Oleh Zahra Prima Sari
Staf Bidang Jurnalistik LK2 FHUI 2025
Pada tahun 2025, jumlah penduduk Indonesia diperkirakan mencapai 284,4 juta jiwa, menjadikannya negara keempat dengan populasi terbesar di dunia. Pertumbuhan penduduk yang tinggi menjadi tantangan besar dalam upaya pembangunan berkelanjutan (Databoks, 2025). Pemerintah telah lama menggalakkan program Keluarga Berencana (KB) sebagai langkah strategis pengendalian populasi, antara lain dengan kampanye “Dua Anak Cukup” oleh Badan Kependudukan dan Keluarga Berencana Nasional (BKKBN). Namun, partisipasi masyarakat terhadap program KB, khususnya laki-laki, masih rendah. Sebuah studi oleh Rahayu et al. (2023) menunjukkan bahwa partisipasi pria dalam KB di Indonesia hanya sekitar 8%, sebagian besar karena faktor budaya dan minimnya informasi tentang metode seperti vasektomi.
Gubernur Jawa Barat Dedi Mulyadi mengusulkan kebijakan yang menuai kontroversi dengan menjadikan vasektomi sebagai syarat bagi keluarga miskin dengan banyak anak untuk menerima bantuan sosial (bansos). Kebijakan yang akan diusulkan ini mulai diumumkan melalui media sosial Gubernur Jawa Barat itu sendiri yaitu melalui platform Tiktok miliknya. Menurut Dedi, banyak permintaan bantuan justru datang dari keluarga prasejahtera dengan lebih dari tiga anak, sehingga ia memandang pentingnya penguatan tanggung jawab reproduktif, terutama dari pihak laki-laki. Usulan ini disertai insentif finansial bagi pria yang bersedia menjalani vasektomi. Meskipun kebijakan ini diklaim sebagai bentuk kontrol populasi dan pencegahan kemiskinan, berbagai pihak mengkritiknya sebagai bentuk diskriminasi terhadap warga miskin. Komnas HAM menilai syarat tersebut melanggar hak atas integritas tubuh dan prinsip non-diskriminasi dalam pemenuhan jaminan sosial.

* **PETUNJUK LATIHAN**:
A. Salin ulang tanpa perubahan bagian teks tentang KB dan vasektomi, mulai dari "Oleh Zahra Prima" terus ke bawah sampai "metode seperti vasektomi.".
B. Dalam teks tentang KB dan vasektomi, berapa tingkat partisipasi pria dalam KB di Indonesia menurut studi Rahayu et al. (2023)?
C. Terjemahkan kalimat dari teks tentang KB dan vasektomi ini ke dalam bahasa Inggris: "Komnas HAM menilai syarat tersebut melanggar hak atas integritas tubuh dan prinsip non-diskriminasi dalam pemenuhan jaminan sosial."

* **CATATAN YANG DISEDIAKAN**:
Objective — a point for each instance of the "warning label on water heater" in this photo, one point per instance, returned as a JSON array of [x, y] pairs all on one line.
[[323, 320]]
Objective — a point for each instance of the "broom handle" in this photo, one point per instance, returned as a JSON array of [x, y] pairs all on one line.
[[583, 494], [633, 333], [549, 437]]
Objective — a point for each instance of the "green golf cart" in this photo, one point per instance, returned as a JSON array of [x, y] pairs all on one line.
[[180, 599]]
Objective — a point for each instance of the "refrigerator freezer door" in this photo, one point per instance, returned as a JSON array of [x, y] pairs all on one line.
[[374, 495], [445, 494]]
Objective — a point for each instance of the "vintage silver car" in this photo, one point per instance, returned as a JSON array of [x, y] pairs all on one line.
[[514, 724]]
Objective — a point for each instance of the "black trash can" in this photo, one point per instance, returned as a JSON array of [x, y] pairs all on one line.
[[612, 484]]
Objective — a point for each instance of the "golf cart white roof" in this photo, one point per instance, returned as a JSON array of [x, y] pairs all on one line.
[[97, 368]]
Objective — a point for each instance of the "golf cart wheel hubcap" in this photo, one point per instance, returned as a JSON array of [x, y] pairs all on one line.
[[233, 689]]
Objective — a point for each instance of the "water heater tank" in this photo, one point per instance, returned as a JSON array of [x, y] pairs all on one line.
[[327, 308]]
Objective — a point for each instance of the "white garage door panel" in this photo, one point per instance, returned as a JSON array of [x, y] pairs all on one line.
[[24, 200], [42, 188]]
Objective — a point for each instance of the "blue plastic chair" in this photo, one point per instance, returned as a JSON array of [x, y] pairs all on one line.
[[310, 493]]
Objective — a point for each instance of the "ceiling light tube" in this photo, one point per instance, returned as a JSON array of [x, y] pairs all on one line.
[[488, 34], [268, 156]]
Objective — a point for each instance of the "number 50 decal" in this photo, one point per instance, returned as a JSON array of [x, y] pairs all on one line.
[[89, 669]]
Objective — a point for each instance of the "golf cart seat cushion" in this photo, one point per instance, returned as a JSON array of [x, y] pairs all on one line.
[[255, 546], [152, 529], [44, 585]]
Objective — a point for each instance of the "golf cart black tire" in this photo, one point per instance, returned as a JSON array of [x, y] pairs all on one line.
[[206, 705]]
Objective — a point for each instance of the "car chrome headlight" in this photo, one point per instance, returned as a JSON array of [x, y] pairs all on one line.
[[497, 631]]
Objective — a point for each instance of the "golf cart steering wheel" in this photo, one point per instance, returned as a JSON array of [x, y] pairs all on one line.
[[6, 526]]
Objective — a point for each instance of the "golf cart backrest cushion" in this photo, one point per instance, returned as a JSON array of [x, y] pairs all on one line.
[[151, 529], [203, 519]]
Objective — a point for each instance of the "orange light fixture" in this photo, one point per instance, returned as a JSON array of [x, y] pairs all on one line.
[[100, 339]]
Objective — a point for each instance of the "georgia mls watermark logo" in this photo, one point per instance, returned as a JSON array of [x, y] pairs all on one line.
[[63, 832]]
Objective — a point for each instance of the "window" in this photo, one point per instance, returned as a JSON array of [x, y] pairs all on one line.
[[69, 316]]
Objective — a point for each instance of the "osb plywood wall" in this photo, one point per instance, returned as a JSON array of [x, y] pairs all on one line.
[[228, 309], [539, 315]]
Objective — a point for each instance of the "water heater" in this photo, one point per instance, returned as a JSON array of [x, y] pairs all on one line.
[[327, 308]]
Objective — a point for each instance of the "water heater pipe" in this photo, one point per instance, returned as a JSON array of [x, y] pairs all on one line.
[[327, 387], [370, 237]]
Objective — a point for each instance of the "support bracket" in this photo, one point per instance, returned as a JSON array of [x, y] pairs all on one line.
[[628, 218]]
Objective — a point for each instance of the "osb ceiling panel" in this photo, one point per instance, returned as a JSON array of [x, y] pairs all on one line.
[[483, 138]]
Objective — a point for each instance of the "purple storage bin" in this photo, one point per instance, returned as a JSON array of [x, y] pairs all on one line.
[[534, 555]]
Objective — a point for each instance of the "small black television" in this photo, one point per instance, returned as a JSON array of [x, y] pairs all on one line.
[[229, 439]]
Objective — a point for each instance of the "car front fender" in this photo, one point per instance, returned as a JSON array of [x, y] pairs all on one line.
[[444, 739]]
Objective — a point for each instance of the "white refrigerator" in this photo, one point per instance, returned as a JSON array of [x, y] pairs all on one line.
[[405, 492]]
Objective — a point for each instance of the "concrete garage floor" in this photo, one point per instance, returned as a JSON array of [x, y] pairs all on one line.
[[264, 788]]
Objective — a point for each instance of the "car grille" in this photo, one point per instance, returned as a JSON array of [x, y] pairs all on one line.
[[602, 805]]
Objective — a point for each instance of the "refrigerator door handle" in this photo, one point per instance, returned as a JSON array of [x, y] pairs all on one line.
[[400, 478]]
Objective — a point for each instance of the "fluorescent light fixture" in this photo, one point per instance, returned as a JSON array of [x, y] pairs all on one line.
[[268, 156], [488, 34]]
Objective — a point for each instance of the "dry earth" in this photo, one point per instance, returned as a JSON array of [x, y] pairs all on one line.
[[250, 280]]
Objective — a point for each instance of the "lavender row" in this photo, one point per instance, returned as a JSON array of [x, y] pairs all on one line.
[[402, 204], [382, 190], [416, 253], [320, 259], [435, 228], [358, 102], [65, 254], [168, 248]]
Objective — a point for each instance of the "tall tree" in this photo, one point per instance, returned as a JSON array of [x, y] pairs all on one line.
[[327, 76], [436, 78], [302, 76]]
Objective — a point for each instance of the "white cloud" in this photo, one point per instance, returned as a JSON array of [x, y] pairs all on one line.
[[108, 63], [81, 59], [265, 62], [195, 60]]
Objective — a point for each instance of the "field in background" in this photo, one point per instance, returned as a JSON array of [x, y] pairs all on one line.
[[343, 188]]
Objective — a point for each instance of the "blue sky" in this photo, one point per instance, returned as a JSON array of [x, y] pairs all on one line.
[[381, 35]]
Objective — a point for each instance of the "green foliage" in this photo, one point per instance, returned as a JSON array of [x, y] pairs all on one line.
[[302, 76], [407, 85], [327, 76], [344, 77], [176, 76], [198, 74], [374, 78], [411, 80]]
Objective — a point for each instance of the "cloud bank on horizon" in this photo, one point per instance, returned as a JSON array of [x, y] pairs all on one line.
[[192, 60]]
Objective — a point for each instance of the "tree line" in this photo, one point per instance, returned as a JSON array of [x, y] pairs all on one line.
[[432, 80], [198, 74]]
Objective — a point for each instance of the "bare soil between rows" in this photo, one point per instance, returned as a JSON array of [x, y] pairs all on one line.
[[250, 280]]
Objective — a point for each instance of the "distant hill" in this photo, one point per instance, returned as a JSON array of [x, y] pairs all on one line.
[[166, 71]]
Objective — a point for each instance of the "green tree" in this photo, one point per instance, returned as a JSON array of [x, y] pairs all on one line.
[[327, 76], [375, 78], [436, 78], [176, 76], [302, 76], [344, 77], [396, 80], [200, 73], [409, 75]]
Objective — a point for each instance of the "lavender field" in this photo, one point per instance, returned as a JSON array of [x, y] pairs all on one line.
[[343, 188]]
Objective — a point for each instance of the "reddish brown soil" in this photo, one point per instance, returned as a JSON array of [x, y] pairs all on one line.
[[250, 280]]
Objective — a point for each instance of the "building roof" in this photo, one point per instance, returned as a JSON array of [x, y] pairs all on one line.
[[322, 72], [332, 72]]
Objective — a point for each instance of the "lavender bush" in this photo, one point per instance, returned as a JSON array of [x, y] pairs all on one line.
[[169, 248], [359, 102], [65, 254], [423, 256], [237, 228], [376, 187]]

* **JAWABAN TIAP TUGAS**:
A.
Oleh Zahra Prima Sari
Staf Bidang Jurnalistik LK2 FHUI 2025
Pada tahun 2025, jumlah penduduk Indonesia diperkirakan mencapai 284,4 juta jiwa, menjadikannya negara keempat dengan populasi terbesar di dunia. Pertumbuhan penduduk yang tinggi menjadi tantangan besar dalam upaya pembangunan berkelanjutan (Databoks, 2025). Pemerintah telah lama menggalakkan program Keluarga Berencana (KB) sebagai langkah strategis pengendalian populasi, antara lain dengan kampanye “Dua Anak Cukup” oleh Badan Kependudukan dan Keluarga Berencana Nasional (BKKBN). Namun, partisipasi masyarakat terhadap program KB, khususnya laki-laki, masih rendah. Sebuah studi oleh Rahayu et al. (2023) menunjukkan bahwa partisipasi pria dalam KB di Indonesia hanya sekitar 8%, sebagian besar karena faktor budaya dan minimnya informasi tentang metode seperti vasektomi.

B. Hanya sekitar 8%.

C. Komnas HAM considers that the requirement violates the right to bodily integrity and the principle of non-discrimination in the fulfillment of social security.